__Tasks__:
1. Answer from the passage on seeking mental help:
(a) What promise came with the writer's first referral to therapy?
(b) For how long did the writer continue therapy after that first session?
(c) What condition does the writer currently take medicines for?
2. The passage on seeking mental help says there is nothing to add that has not been said before. Why does the writer choose to write anyway, according to the passage?

(Source passage Opens)

Seek mental help & talk about it

Take it from me: The first time I was sent to therapy, I was sent with a promise that if in 2 sessions the doctor feels me fit enough to not need therapy, I will not be made to go.
For my first session, I went with an agenda. I made a list of all the happy things I would talk about. I would be so normal, so happy. I cried 2 hours straight in that session. I continued therapy for 2 years after that. Took medicines for clinical depression and anxiety. I started therapy again last year. I take medicines for PTSD. This was the best decision of my life.


There is nothing for me to say about this that has not been said before. Maybe I should leave it at this, but my favorite author once asked me to write because “in these circumstances, silence would be indefensible. So those of you who are willing: let’s pick our parts, put on these discarded costumes, and speak our second-hand lines in this sad second-hand play. But let’s not forget that the stakes we’re playing for are huge.”

(Source passage Closes)
(Stored data Opens)

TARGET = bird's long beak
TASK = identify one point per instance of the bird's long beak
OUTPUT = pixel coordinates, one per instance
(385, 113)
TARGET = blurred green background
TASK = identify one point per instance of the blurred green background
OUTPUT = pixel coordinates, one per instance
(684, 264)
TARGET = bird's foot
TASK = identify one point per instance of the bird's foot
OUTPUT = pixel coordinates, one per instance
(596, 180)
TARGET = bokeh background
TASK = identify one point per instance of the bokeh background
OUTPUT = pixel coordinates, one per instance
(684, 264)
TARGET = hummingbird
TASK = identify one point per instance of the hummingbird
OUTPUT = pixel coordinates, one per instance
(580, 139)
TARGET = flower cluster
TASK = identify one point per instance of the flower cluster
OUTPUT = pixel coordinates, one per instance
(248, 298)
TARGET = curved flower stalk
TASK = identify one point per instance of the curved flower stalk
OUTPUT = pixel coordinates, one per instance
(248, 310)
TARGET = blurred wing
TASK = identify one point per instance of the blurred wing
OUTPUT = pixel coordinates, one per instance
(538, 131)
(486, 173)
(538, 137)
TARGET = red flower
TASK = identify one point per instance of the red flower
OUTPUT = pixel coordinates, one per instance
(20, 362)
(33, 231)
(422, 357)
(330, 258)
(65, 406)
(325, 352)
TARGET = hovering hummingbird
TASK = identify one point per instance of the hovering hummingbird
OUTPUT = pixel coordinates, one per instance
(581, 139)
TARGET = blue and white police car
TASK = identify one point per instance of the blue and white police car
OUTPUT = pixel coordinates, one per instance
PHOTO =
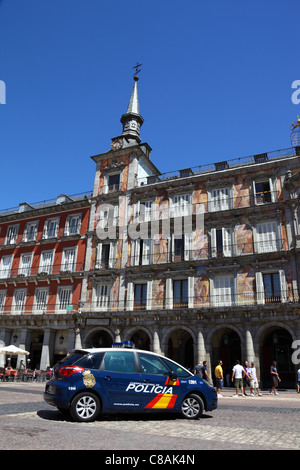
(111, 380)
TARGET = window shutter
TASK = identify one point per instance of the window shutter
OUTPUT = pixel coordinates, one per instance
(112, 254)
(169, 293)
(260, 295)
(98, 258)
(149, 295)
(187, 246)
(191, 291)
(227, 241)
(146, 251)
(283, 285)
(213, 242)
(130, 296)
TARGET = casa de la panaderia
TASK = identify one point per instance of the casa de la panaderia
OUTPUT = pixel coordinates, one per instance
(197, 264)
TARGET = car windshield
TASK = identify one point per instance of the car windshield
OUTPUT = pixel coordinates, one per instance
(177, 369)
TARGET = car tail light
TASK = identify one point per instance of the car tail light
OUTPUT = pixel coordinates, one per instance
(66, 371)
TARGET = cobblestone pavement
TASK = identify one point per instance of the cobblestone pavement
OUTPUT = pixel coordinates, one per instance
(267, 422)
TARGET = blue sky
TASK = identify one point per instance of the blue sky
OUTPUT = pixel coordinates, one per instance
(215, 85)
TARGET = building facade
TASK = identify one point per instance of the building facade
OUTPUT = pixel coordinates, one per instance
(42, 256)
(199, 264)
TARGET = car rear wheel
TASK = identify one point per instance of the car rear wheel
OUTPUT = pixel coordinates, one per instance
(192, 407)
(85, 407)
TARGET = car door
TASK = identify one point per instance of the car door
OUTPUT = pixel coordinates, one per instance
(118, 371)
(157, 390)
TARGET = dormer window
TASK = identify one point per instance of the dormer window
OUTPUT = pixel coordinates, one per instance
(12, 234)
(114, 182)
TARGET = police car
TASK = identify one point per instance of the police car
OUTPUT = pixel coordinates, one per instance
(90, 381)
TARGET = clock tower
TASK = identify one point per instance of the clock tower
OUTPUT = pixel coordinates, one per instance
(131, 121)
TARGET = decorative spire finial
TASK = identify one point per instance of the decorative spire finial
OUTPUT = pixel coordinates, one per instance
(137, 70)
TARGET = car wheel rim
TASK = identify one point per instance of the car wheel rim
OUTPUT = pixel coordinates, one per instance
(190, 407)
(86, 407)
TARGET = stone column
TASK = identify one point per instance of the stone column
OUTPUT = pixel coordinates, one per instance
(201, 351)
(249, 349)
(47, 349)
(156, 343)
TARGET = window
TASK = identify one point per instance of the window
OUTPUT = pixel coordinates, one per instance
(181, 248)
(264, 191)
(141, 251)
(271, 287)
(51, 228)
(68, 259)
(102, 294)
(5, 266)
(46, 262)
(223, 290)
(25, 264)
(220, 199)
(19, 300)
(266, 237)
(114, 182)
(64, 297)
(106, 255)
(2, 300)
(12, 234)
(152, 365)
(30, 231)
(140, 296)
(221, 242)
(73, 224)
(41, 299)
(119, 361)
(180, 293)
(180, 205)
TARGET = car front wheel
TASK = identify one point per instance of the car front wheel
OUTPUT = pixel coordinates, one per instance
(192, 407)
(85, 407)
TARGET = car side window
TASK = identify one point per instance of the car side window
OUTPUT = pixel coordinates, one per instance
(90, 361)
(119, 361)
(152, 365)
(176, 369)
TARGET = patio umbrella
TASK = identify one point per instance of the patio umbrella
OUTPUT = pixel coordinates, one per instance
(13, 350)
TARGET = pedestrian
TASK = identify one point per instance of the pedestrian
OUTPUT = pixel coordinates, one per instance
(237, 377)
(246, 378)
(275, 378)
(205, 375)
(219, 378)
(253, 381)
(198, 370)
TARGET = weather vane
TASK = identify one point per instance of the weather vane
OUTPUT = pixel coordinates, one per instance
(136, 67)
(295, 123)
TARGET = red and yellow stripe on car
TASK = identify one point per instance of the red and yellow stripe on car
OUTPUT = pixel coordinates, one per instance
(162, 401)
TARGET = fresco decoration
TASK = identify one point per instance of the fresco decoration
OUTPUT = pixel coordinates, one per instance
(244, 237)
(241, 192)
(246, 286)
(201, 291)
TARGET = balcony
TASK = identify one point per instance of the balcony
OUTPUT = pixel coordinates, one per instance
(22, 274)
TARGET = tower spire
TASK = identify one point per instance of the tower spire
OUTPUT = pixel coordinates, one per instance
(131, 120)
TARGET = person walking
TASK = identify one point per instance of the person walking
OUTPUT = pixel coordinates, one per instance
(204, 372)
(237, 377)
(246, 378)
(219, 378)
(253, 381)
(275, 378)
(198, 370)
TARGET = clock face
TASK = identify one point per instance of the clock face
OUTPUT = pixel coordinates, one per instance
(117, 144)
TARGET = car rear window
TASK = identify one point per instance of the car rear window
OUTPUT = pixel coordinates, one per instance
(90, 361)
(82, 359)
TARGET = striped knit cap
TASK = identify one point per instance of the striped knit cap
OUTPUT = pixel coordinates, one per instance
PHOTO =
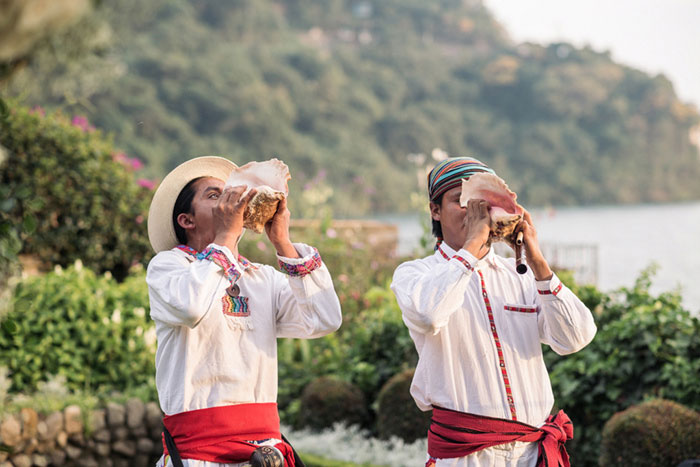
(450, 172)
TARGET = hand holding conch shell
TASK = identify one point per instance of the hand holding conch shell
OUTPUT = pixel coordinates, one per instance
(228, 212)
(477, 223)
(277, 230)
(269, 178)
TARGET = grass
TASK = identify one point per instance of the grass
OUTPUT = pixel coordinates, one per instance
(312, 460)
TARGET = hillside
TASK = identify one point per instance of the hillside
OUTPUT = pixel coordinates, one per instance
(347, 92)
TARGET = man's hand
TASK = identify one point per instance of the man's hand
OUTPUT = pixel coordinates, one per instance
(228, 215)
(533, 254)
(277, 230)
(477, 223)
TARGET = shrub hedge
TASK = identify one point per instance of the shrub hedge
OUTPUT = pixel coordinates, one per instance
(397, 413)
(652, 434)
(646, 346)
(87, 328)
(328, 400)
(67, 194)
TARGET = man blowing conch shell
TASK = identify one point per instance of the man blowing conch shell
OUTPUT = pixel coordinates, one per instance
(478, 327)
(218, 317)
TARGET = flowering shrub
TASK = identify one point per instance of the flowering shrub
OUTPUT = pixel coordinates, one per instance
(89, 329)
(67, 194)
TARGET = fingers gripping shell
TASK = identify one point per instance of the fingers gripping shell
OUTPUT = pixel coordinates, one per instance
(269, 178)
(505, 212)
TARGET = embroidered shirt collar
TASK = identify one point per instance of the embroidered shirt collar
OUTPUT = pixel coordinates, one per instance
(241, 263)
(446, 252)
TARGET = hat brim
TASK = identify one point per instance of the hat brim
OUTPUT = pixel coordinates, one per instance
(161, 231)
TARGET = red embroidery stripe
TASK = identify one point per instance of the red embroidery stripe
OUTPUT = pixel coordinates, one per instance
(552, 292)
(463, 261)
(466, 263)
(497, 340)
(520, 309)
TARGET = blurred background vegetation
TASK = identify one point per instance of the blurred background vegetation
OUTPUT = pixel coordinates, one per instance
(345, 91)
(100, 101)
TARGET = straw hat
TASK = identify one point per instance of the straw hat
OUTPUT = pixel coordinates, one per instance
(161, 231)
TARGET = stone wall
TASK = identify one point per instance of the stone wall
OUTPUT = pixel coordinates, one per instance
(118, 435)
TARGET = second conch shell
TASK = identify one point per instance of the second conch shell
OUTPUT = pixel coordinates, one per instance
(269, 178)
(505, 212)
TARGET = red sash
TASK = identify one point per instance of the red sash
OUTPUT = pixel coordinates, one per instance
(458, 434)
(221, 434)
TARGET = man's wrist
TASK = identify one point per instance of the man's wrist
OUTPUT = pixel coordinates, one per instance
(285, 249)
(227, 239)
(474, 246)
(541, 269)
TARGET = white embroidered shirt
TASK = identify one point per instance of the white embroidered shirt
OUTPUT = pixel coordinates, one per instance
(487, 360)
(211, 355)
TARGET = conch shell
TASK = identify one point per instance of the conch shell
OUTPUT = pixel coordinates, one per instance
(505, 212)
(269, 178)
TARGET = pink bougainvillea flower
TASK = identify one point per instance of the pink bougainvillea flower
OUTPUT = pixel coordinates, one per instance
(82, 123)
(136, 163)
(120, 157)
(146, 183)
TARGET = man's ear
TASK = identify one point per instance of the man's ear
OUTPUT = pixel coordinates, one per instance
(435, 211)
(185, 220)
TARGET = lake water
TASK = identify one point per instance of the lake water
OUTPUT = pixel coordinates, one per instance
(628, 239)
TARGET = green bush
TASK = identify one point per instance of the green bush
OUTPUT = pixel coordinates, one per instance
(89, 329)
(646, 346)
(378, 342)
(397, 413)
(656, 433)
(372, 346)
(328, 400)
(67, 194)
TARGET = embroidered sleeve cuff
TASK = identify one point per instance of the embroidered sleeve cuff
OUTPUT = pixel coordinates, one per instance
(310, 261)
(221, 256)
(465, 258)
(549, 288)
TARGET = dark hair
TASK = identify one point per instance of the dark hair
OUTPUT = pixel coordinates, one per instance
(437, 227)
(183, 204)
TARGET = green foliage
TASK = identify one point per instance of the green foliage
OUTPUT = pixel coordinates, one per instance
(372, 346)
(646, 346)
(397, 413)
(342, 86)
(312, 460)
(328, 400)
(88, 329)
(67, 194)
(379, 343)
(652, 434)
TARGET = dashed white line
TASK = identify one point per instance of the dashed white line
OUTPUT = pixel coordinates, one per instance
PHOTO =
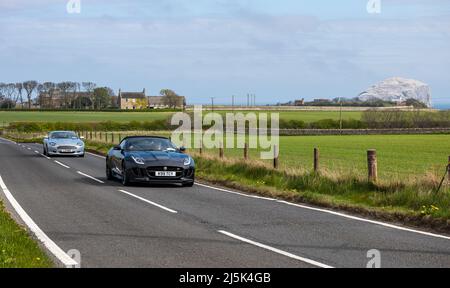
(149, 202)
(64, 165)
(45, 156)
(237, 193)
(98, 156)
(333, 213)
(275, 250)
(90, 177)
(65, 259)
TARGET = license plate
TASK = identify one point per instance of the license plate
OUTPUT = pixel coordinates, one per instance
(165, 174)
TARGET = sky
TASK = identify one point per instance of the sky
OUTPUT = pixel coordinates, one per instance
(278, 50)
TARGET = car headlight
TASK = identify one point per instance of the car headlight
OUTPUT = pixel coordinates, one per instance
(138, 160)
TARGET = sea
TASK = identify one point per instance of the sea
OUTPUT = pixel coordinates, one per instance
(445, 106)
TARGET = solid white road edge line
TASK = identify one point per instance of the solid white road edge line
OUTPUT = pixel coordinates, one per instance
(149, 202)
(322, 210)
(333, 213)
(64, 165)
(90, 177)
(48, 243)
(278, 251)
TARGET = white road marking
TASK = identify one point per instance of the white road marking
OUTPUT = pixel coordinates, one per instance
(237, 193)
(10, 141)
(45, 156)
(149, 202)
(64, 165)
(48, 243)
(90, 177)
(333, 213)
(99, 156)
(275, 250)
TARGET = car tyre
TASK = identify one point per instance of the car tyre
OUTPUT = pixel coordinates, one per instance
(109, 175)
(125, 179)
(189, 184)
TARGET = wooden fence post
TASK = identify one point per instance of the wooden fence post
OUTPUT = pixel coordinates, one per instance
(448, 169)
(276, 157)
(221, 150)
(372, 165)
(316, 160)
(246, 151)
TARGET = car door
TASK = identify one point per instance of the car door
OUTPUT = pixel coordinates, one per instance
(117, 157)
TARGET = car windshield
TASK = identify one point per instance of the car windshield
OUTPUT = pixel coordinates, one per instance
(63, 135)
(150, 144)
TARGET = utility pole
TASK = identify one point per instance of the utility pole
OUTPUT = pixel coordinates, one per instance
(340, 115)
(212, 104)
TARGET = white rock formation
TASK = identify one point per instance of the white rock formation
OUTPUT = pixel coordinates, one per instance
(398, 90)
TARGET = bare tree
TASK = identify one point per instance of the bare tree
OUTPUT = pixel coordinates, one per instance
(65, 88)
(90, 87)
(49, 88)
(29, 87)
(170, 99)
(19, 88)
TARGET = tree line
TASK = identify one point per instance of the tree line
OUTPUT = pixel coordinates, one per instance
(22, 94)
(66, 95)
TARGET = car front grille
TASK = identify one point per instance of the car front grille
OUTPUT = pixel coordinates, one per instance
(67, 148)
(152, 171)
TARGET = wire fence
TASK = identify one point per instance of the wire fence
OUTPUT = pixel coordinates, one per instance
(397, 160)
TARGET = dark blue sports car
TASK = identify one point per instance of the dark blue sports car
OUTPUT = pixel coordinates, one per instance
(148, 159)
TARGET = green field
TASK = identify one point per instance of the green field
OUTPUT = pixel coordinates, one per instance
(59, 116)
(310, 116)
(17, 249)
(56, 116)
(399, 156)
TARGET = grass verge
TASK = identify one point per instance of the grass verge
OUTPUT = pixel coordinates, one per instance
(414, 203)
(17, 248)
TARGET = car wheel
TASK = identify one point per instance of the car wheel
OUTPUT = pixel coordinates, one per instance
(125, 179)
(109, 175)
(189, 184)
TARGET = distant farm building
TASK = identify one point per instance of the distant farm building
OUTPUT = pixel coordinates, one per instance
(138, 100)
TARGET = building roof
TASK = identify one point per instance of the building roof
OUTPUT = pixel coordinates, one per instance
(132, 95)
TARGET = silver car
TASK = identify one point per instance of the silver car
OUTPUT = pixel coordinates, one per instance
(63, 143)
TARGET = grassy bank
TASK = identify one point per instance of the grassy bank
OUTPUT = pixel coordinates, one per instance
(17, 249)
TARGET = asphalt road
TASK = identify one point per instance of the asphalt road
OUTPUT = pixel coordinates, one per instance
(170, 226)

(Stored data Closes)

__Responses in order__:
1.
(a) If the doctor found the writer fit enough within 2 sessions to not need therapy, the writer would not be made to go.
(b) 2 years.
(c) PTSD.

2. The writer's favorite author once asked the writer to write. The author's reason was that "in these circumstances, silence would be indefensible."